#### PASSAGE TO READ:
>>>>>

United States v. Junction City School District No. 75, Civ. A. No. 1095.

Decision Date21 March 1966
Docket NumberCiv. A. No. 1095.
PartiesUNITED STATES of America, by Nicholas deB. KATZENBACH, Attorney General of the United States, Plaintiff, v. JUNCTION CITY SCHOOL DISTRICT NO. 75, R. L. Bolen, Superintendent of Education of the Junction City School District No. 75, Leon Ray, President, M. E. Ford, Roy Fish, P. B. Griffin and Fred Jones, members, Board of Directors of Junction City School District No. 75, Defendants.
CourtU.S. District Court — Western District of Arkansas

Bill J. Davis, El Dorado, Ark., for petitioner.

Charles M. Conway, U. S. Atty., Luzerne E. Hufford, Jr., Atty., Dept. of Justice, for respondent.

OREN HARRIS, District Judge.

This is a motion to dismiss a suit brought by the Honorable Nicholas deB. Katzenbach, Attorney General of the United States, on behalf of the United States of America. It was filed in this court on February 7, 1966.

The suit was brought to compel the desegregation of the Junction City, Arkansas, public schools and to require the school district to provide equal educational opportunities to all students in all public schools without regard to the students' race or color.

The defendants contend the complaint should be dismissed on the basis that the court is without jurisdiction because the Attorney General of the United States has not met the prerequisites of Section 407 of the Civil Rights Act of 1964. They specifically allege that the Attorney General of the United States has not received a complaint in writing signed by a parent or group of parents contending that minor children are being deprived of the equal protection of the laws by the Junction City School District No. 75.

<<<<<

#### WHAT IS ASKED:
a) From the court opinion, output the passage starting with "Decision Date21 March" and going on through "No. 75, Defendants.".
b) Answer these from the court opinion:
(i) On what date was the suit filed in the court?
(ii) Which court heard the case?
(iii) Which section of the Civil Rights Act of 1964 do the defendants say the Attorney General failed to satisfy?
c) Carry the court opinion on the Junction City school desegregation suit further, starting after its last sentence.
The items after the court opinion come from a separate source.

#### STORED DATA:
>>>>>

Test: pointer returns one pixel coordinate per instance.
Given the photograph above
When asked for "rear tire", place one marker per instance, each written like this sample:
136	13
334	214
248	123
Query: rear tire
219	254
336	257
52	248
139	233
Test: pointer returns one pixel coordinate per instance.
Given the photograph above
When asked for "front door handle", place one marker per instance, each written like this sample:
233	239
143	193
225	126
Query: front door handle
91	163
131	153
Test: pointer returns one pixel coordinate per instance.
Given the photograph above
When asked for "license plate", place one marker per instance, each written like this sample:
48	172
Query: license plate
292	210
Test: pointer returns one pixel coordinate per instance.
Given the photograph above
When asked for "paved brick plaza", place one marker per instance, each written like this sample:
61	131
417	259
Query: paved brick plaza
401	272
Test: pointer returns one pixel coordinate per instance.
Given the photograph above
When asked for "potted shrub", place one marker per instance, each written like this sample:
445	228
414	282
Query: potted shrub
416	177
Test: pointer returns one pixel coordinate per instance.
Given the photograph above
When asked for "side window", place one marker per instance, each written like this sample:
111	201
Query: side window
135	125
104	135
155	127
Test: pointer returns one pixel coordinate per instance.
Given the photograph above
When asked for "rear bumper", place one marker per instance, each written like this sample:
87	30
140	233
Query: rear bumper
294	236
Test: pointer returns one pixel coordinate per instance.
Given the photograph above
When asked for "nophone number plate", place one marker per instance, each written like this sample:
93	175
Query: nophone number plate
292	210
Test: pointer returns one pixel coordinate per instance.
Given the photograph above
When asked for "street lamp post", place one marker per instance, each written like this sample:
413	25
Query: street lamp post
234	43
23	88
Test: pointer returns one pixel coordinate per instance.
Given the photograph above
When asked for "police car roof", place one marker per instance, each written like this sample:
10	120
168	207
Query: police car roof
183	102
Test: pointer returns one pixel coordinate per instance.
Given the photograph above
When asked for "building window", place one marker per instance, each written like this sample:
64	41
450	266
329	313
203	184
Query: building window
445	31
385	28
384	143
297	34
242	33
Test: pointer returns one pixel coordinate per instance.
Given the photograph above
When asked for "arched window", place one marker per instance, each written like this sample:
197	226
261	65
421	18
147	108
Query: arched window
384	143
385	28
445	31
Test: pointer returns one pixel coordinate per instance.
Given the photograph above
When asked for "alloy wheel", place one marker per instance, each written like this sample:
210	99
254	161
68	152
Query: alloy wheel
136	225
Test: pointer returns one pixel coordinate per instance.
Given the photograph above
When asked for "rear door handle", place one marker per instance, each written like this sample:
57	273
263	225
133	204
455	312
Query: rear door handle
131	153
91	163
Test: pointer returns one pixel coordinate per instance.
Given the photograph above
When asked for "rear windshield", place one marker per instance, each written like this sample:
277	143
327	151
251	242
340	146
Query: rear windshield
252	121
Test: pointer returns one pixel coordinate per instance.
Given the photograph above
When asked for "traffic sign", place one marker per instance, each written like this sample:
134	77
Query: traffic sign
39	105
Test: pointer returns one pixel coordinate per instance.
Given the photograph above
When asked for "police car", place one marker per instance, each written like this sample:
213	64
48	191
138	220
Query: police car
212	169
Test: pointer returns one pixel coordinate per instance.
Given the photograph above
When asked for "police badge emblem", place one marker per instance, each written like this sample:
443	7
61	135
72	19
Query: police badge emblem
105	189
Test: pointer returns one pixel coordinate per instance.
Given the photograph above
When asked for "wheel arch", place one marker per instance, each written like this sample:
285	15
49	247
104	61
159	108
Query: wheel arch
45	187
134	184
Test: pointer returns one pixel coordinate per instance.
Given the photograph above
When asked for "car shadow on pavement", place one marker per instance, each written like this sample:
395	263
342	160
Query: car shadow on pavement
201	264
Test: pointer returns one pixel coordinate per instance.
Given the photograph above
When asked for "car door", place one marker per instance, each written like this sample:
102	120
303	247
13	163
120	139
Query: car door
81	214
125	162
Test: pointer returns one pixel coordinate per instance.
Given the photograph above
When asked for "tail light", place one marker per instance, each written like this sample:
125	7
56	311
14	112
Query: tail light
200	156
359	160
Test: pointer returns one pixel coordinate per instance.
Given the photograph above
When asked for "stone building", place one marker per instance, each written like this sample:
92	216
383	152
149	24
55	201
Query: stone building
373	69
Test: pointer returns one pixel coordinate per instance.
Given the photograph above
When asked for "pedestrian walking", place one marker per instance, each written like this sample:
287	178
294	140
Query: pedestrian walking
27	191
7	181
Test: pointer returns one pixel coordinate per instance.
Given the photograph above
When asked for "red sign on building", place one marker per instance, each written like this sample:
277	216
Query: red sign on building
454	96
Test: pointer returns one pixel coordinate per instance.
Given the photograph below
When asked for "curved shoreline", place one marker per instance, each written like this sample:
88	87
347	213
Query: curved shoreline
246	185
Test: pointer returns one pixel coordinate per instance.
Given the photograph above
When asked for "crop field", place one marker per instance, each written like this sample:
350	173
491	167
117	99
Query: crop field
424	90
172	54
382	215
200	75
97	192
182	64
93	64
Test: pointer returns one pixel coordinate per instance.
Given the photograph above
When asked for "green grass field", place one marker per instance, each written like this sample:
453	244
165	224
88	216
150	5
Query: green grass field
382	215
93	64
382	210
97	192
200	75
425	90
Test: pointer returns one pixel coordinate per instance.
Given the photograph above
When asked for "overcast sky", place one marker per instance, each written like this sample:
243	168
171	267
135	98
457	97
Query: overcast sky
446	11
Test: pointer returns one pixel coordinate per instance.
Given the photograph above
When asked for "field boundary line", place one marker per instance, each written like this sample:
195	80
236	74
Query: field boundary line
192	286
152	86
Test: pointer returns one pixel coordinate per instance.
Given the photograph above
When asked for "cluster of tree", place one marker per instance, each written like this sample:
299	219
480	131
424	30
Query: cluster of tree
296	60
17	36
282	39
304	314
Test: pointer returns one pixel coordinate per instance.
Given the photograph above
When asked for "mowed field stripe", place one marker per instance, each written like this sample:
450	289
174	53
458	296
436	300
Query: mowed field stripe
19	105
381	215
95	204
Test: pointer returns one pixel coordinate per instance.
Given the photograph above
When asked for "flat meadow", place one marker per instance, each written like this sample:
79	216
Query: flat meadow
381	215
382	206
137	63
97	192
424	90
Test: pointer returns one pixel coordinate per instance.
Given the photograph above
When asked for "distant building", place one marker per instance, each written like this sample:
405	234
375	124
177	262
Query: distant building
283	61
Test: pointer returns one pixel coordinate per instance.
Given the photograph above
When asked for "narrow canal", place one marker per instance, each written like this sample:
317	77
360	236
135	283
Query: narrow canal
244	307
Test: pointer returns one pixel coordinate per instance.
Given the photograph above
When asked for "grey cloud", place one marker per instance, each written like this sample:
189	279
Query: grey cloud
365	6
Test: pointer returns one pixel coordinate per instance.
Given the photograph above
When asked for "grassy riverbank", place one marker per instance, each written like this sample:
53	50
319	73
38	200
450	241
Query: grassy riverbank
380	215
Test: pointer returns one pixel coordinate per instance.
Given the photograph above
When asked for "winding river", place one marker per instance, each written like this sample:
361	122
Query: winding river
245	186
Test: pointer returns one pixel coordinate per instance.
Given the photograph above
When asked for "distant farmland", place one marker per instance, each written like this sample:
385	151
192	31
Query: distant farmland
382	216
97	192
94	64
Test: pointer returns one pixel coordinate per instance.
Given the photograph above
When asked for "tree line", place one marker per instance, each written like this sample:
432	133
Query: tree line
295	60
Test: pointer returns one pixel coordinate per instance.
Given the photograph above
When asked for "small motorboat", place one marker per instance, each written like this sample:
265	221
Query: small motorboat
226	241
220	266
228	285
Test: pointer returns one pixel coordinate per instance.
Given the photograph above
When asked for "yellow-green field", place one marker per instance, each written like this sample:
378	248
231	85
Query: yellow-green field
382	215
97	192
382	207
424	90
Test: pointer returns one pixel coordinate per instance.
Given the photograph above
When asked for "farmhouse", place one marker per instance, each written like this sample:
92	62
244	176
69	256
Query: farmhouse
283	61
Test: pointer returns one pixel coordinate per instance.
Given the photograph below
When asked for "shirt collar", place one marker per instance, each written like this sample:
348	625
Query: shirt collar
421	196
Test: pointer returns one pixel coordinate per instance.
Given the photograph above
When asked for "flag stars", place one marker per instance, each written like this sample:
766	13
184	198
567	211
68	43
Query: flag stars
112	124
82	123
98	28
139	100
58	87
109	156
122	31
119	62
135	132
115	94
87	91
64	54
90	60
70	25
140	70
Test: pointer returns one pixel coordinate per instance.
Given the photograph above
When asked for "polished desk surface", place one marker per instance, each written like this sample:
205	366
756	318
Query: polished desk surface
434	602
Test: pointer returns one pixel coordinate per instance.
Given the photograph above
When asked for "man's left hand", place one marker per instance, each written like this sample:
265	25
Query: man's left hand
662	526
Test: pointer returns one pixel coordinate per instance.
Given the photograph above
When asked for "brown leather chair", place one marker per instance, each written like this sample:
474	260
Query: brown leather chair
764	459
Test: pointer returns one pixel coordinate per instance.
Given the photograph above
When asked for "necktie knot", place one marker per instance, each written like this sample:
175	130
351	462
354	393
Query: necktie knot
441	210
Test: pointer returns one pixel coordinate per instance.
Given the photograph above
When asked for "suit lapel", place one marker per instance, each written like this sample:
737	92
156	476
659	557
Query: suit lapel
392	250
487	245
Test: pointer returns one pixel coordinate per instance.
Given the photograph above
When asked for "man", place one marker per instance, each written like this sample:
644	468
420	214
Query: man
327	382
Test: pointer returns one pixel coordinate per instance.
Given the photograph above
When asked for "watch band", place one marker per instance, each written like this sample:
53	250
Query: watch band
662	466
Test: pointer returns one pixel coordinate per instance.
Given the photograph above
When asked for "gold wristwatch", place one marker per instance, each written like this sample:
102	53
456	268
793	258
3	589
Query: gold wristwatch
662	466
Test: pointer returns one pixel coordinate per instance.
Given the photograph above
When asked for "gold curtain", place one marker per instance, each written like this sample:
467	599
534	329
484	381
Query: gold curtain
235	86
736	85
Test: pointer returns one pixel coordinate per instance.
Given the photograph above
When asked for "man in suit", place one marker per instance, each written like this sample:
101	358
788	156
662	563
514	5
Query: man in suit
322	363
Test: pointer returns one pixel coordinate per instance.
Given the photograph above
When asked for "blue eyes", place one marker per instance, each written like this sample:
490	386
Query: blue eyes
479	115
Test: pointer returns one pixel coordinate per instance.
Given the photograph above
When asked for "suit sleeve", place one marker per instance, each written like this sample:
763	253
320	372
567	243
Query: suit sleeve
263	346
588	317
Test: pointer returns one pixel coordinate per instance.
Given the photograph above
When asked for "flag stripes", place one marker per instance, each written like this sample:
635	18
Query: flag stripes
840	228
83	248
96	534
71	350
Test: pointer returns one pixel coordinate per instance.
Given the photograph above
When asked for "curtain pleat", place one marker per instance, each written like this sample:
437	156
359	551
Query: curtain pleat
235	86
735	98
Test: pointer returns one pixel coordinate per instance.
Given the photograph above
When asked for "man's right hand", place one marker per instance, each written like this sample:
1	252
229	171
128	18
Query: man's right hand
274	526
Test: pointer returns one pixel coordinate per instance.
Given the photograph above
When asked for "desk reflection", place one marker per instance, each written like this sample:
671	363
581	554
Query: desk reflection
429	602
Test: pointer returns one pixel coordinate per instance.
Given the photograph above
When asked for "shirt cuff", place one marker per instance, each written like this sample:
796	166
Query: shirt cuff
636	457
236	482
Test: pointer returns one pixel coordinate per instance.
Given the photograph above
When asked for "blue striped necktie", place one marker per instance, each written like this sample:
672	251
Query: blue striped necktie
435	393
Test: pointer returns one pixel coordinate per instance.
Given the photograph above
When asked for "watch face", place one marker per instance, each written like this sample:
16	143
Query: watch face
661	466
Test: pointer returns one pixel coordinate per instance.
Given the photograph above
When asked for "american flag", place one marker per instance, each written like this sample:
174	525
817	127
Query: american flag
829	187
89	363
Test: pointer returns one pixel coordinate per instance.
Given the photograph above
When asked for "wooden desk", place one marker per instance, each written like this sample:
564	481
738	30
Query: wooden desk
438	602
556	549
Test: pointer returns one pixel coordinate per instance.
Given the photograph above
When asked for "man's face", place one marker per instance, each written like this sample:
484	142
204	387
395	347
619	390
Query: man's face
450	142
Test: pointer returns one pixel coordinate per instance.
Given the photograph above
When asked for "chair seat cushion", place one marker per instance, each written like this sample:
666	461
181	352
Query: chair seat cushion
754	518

<<<<<

#### ANSWERS BY TASK:
a)
Decision Date21 March 1966
Docket NumberCiv. A. No. 1095.
PartiesUNITED STATES of America, by Nicholas deB. KATZENBACH, Attorney General of the United States, Plaintiff, v. JUNCTION CITY SCHOOL DISTRICT NO. 75, R. L. Bolen, Superintendent of Education of the Junction City School District No. 75, Leon Ray, President, M. E. Ford, Roy Fish, P. B. Griffin and Fred Jones, members, Board of Directors of Junction City School District No. 75, Defendants.

b)
(i) February 7, 1966
(ii) The U.S. District Court for the Western District of Arkansas
(iii) Section 407

c)
The original action was brought by the Attorney General on behalf of the United States under Section 407(a) and (b) of the Civil Rights Act of 1964,1 and under 28 U.S.C. § 1345.2

The Attorney General of the United States has certified, as provided by the Act, that he has received a complaint in writing, signed by the parent of minor children in Junction City, Arkansas, to the effect that said children are being deprived by the school district of the equal protection of the laws.3

The issue raised by the motion is that the court lacks jurisdiction because of the insufficiency of the statutory certificate of the Attorney General.

First, I shall dispose of the issue of the sufficiency of the certificate of the Attorney General. In analyzing the certificate, the Attorney General certifies:

(1) That he has received such complaint in writing;

(2) That he believes the complaint to be meritorious;

(3) That the signer of the complaint is unable, in his judgment, to initiate and maintain appropriate legal proceedings for relief because he is unable to bear the expense of the litigation;

(4) That he is satisfied the institution of the litigation by the signer of the complaint would jeopardize the personal safety, employment or economic standing of himself, his family or his property;

(5) That the school district was notified of the complaint;

(6) That he is satisfied that the district has had reasonable time to adjust the conditions alleged in the complaint;

(7) And that, in his judgment, the institution of the suit will materially further the orderly achievement of desegregation in public education.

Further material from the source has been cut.